▶ **Set task**:
Set out every line of the records below as a numbered list, skipping any blank lines.

Source records:
________________________________________

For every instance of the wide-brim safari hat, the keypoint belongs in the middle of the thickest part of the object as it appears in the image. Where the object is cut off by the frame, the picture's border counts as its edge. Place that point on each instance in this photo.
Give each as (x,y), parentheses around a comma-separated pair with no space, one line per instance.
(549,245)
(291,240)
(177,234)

________________________________________

▶ **The answer**:
1. For every instance of the wide-brim safari hat, the keypoint belongs in the middle of the thickest part of the object as it appears in the image. Where the object is cut off by the frame, the picture's border counts as its edge. Place that point on each instance in this photo.
2. Give each as (x,y), parentheses around a comma-separated pair with no space, one line per instance.
3. (549,245)
4. (291,240)
5. (177,234)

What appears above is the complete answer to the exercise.